Saturday, January 11, 2014

Divisional Round Preview: Stink Rankings Style

by Tim the Dis-Enchanter

[Editor's Note: Tim the Dis-Enchanter is a life long Buffalo Bills fan. In the late 90's, Tim had all of his blood replaced with venom so he could properly display his feelings. The result is the following]

 
 
 
 
  
 
The following may be found highly offensive. Do not consume the Stink Rankings if you are easily offended, have any sense of morality, are pregnant or may become pregnant. The views expressed below are that of a deeply bitter man and in no way reflect those of The Sports Narrative, any of its members or anyone with a conscience.

Side effects of viewing the Stink Rankings may include nausea, complete loss of bladder control, unfortunate but humorous flatulence and death. If any of these symptoms occur, immediately retweet this to all of your friends, co-workers and enemies. Misery loves company!

YOU HAVE BEEN WARNED!!

 

     Round Two Playoff Stink Rankings

 

 

Colts / Pukeriots – All I can say is that I hope that the Colts win, and that months after the game they find out that Colts were cheating. Because ‘F-You’ Bill Belichick.

Problems and tasks:
1. In the playoff preview, write out the passage from "The following may" up to and including "HAVE BEEN WARNED!!", substituting "rivals" for "enemies".
2. Translate this sentence from the playoff preview into Spanish: "Side effects of viewing the Stink Rankings may include nausea, complete loss of bladder control, unfortunate but humorous flatulence and death."
The material that comes next is separate from the playoff preview.

Data section:
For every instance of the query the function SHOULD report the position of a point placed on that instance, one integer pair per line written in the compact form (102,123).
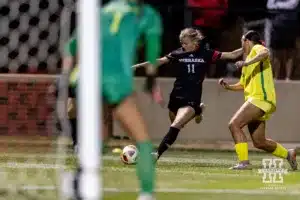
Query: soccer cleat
(199,118)
(292,159)
(155,156)
(145,196)
(241,166)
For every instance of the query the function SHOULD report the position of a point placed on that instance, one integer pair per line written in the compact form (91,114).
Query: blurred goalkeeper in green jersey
(123,22)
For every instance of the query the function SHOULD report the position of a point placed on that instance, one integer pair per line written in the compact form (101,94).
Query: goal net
(33,157)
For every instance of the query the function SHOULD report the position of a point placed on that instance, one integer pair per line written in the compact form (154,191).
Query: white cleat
(199,118)
(292,159)
(145,197)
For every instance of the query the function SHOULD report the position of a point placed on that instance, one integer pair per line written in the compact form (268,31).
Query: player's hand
(240,64)
(223,83)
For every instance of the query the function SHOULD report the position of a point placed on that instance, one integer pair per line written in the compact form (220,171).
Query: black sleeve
(173,55)
(212,55)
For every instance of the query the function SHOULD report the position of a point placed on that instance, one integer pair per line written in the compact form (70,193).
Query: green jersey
(128,21)
(122,25)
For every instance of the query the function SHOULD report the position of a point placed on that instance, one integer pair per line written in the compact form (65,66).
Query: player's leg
(257,131)
(172,116)
(247,113)
(199,113)
(72,116)
(183,116)
(135,126)
(118,91)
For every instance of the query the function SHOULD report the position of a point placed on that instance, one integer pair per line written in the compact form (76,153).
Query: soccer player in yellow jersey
(260,102)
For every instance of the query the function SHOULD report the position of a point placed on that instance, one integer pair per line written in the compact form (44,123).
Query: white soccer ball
(129,155)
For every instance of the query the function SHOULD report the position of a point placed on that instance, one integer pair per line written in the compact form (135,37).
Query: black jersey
(191,69)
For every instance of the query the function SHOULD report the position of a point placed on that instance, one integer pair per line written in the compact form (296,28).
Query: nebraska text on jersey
(191,60)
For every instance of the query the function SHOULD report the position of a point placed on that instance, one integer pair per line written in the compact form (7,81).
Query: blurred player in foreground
(192,61)
(123,22)
(258,85)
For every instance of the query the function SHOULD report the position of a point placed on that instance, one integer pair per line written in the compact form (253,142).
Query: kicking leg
(257,131)
(183,116)
(242,117)
(135,126)
(199,113)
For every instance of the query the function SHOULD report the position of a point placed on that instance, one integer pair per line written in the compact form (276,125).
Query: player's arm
(159,62)
(262,54)
(233,87)
(231,55)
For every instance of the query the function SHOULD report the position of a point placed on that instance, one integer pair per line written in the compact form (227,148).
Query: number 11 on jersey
(191,68)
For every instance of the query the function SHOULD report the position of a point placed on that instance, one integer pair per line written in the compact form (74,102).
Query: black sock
(73,123)
(168,140)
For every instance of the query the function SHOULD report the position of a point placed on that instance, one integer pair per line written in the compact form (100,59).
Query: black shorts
(179,101)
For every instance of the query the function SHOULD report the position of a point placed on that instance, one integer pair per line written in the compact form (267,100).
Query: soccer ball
(129,155)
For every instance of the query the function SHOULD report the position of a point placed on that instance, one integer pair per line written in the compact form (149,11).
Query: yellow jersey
(257,79)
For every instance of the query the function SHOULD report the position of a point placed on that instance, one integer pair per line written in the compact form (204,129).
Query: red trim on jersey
(216,56)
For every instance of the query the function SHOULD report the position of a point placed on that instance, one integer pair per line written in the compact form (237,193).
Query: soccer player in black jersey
(192,61)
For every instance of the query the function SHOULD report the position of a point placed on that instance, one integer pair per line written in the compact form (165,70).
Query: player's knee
(232,125)
(171,137)
(259,144)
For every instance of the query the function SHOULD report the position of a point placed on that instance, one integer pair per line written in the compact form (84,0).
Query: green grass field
(190,175)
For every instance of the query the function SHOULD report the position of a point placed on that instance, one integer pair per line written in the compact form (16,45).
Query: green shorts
(117,82)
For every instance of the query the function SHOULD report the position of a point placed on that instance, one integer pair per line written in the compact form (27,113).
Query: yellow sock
(242,151)
(280,151)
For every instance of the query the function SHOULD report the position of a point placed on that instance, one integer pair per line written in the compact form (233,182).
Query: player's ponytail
(254,37)
(194,34)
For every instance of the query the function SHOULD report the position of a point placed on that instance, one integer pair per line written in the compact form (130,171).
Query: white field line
(211,191)
(176,190)
(18,165)
(117,158)
(35,155)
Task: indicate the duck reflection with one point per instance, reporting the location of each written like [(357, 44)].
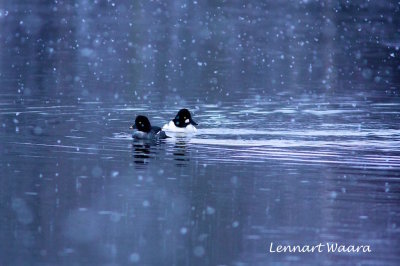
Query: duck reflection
[(180, 152), (142, 152)]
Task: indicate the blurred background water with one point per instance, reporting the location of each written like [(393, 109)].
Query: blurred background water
[(298, 142)]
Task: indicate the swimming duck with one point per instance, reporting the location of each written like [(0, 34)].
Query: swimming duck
[(144, 130), (182, 122)]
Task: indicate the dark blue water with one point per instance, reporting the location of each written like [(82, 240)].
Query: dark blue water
[(298, 139)]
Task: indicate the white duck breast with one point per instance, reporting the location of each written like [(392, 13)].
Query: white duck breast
[(172, 128)]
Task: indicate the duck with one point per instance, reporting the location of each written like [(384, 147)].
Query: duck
[(144, 130), (182, 122)]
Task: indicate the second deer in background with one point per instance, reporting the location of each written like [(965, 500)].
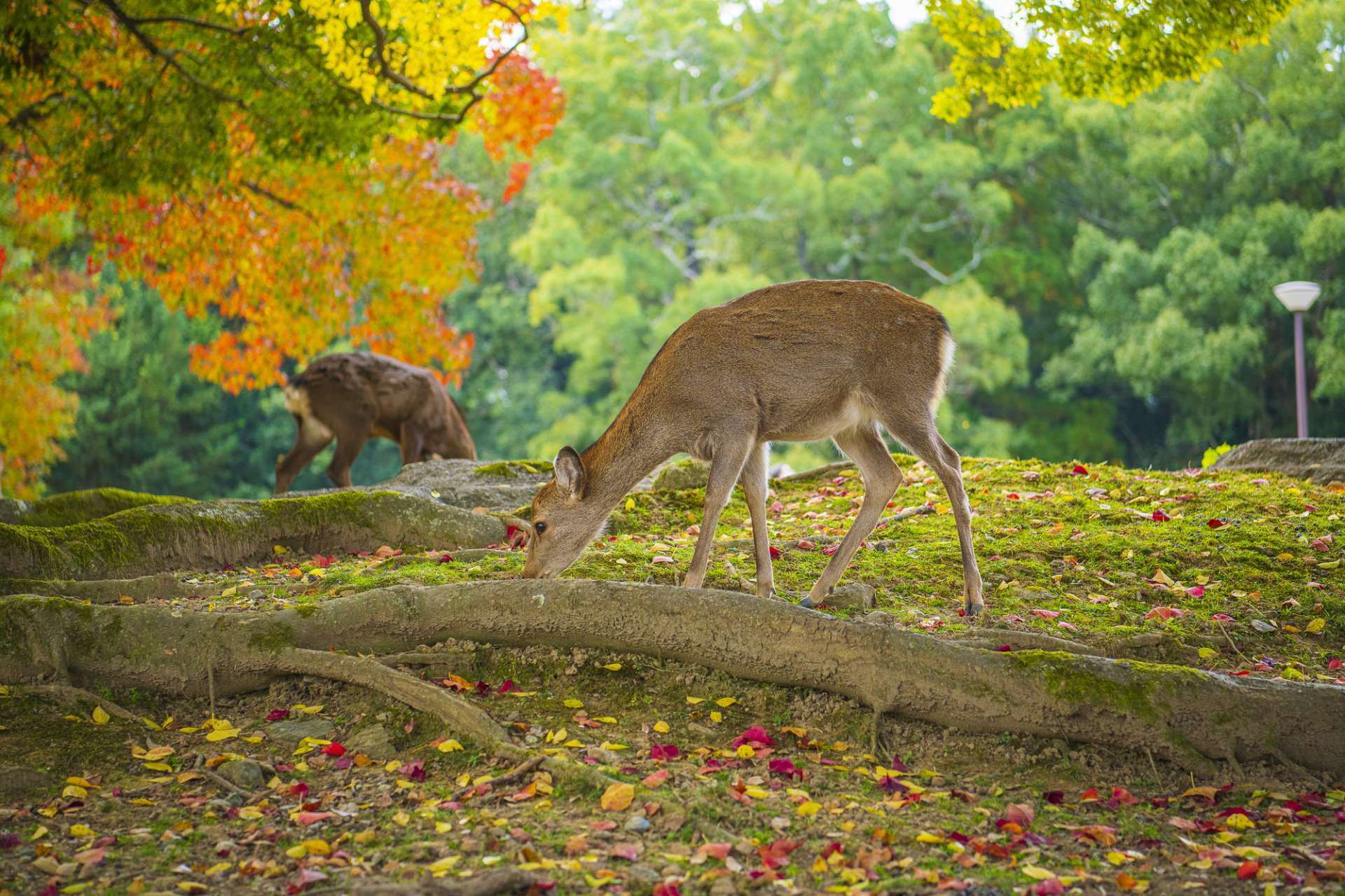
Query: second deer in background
[(350, 397), (792, 362)]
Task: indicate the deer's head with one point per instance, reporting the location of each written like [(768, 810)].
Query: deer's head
[(565, 520)]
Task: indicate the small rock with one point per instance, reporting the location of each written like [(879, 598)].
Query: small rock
[(374, 742), (291, 731), (685, 474), (242, 773), (20, 780), (853, 596)]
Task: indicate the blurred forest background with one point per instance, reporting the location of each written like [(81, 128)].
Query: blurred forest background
[(1106, 270)]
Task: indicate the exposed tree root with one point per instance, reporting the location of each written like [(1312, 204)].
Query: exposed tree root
[(104, 591), (510, 777), (455, 712), (1181, 713), (490, 884)]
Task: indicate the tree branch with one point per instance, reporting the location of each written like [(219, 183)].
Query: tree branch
[(167, 54)]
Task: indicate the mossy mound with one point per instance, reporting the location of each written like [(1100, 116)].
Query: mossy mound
[(513, 469), (219, 533), (684, 474)]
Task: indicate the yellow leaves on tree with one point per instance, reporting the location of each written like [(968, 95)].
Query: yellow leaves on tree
[(46, 314), (272, 163), (1095, 49), (303, 256)]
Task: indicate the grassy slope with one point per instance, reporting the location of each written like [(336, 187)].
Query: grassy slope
[(1086, 558)]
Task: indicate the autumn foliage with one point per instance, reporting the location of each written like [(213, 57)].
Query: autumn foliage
[(276, 166), (48, 310)]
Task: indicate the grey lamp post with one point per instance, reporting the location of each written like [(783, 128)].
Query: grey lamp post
[(1298, 296)]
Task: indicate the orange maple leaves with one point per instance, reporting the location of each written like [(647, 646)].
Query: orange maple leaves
[(299, 259)]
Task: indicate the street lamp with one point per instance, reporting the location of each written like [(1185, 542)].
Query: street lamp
[(1298, 296)]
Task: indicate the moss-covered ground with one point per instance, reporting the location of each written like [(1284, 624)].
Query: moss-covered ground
[(738, 786)]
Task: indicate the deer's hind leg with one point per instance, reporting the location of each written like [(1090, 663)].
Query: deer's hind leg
[(881, 476), (918, 432), (754, 491)]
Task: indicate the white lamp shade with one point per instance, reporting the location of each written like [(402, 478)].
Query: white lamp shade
[(1298, 295)]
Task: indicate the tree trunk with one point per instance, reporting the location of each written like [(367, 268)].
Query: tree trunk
[(210, 535), (1187, 715)]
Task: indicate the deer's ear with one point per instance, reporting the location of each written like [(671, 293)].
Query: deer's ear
[(570, 473)]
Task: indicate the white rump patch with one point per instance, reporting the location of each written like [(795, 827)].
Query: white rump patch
[(298, 404)]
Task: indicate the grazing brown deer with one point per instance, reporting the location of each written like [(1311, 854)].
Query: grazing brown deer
[(792, 362), (350, 397)]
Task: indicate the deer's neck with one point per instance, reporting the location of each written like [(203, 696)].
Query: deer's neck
[(626, 454)]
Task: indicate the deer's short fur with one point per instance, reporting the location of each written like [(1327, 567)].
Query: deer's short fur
[(792, 362), (350, 397)]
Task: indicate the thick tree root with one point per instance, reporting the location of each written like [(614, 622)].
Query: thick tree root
[(1181, 713), (106, 591), (490, 884), (995, 638), (454, 710), (216, 533)]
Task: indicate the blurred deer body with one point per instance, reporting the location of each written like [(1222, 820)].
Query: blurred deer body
[(792, 362), (350, 397)]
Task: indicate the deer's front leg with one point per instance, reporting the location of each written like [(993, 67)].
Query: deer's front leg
[(725, 469)]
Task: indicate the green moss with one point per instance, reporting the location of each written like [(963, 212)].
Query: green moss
[(1141, 696), (272, 638), (90, 504), (513, 469)]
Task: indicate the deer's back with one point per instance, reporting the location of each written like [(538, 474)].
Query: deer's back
[(382, 390)]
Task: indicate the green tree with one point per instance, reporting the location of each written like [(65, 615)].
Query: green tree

Expected results:
1.
The following may be found highly offensive. Do not consume the Stink Rankings if you are easily offended, have any sense of morality, are pregnant or may become pregnant. The views expressed below are that of a deeply bitter man and in no way reflect those of The Sports Narrative, any of its members or anyone with a conscience.

Side effects of viewing the Stink Rankings may include nausea, complete loss of bladder control, unfortunate but humorous flatulence and death. If any of these symptoms occur, immediately retweet this to all of your friends, co-workers and rivals. Misery loves company!

YOU HAVE BEEN WARNED!!

2. Los efectos secundarios de ver los Stink Rankings pueden incluir náuseas, pérdida total del control de la vejiga, flatulencias desafortunadas pero graciosas y la muerte.